◆ REQUIREMENT: Rescale the lines below from the line containing "of the male" through the last line, writing each of those lines out again in full. Multiply only the point coordinates in the answers by 1.35 and round each to a whole number, halves up, leaving every other number unchanged and leaving the pictures out.

— start of RECORDED DATA —

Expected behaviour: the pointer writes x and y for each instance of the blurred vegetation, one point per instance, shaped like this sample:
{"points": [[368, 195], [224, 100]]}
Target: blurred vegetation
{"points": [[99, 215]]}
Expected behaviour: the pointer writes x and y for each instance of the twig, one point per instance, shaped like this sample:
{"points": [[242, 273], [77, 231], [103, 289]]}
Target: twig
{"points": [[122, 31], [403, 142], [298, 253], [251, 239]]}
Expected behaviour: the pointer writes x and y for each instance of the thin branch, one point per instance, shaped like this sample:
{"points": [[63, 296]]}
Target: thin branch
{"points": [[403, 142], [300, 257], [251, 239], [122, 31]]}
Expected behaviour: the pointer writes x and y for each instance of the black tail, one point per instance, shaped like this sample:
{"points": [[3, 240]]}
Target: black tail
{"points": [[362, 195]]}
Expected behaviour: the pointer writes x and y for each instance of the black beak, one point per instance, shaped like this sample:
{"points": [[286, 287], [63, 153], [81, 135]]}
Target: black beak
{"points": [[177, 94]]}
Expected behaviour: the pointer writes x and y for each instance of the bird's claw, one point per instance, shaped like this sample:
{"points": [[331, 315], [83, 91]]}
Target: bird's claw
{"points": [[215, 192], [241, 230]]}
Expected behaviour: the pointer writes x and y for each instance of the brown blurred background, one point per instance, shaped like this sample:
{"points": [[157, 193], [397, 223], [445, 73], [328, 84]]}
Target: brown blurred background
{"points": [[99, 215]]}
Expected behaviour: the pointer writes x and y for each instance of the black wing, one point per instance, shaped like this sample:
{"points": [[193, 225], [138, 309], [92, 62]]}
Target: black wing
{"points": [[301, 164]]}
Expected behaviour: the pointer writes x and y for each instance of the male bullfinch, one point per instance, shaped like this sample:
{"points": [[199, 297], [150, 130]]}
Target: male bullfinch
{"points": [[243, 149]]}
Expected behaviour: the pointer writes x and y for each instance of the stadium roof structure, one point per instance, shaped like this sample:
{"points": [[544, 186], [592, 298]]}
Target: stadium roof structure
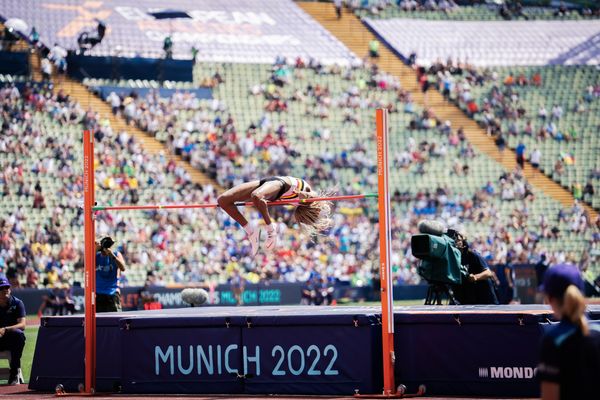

— end of RECORDED DATA —

◆ RESULT OF THE TASK:
Expected behaviour: the pointer writes x and y for each instance of the male bullfinch, one point per instance, shaped like this sample:
{"points": [[199, 297], [150, 130]]}
Target: male bullfinch
{"points": [[328, 201]]}
Expected behaviour: the pointer writes x and y for each instance of the stadium roof structure, one point per instance, shaped like this sample:
{"points": [[544, 186], [592, 298]]}
Target: stadium roof structure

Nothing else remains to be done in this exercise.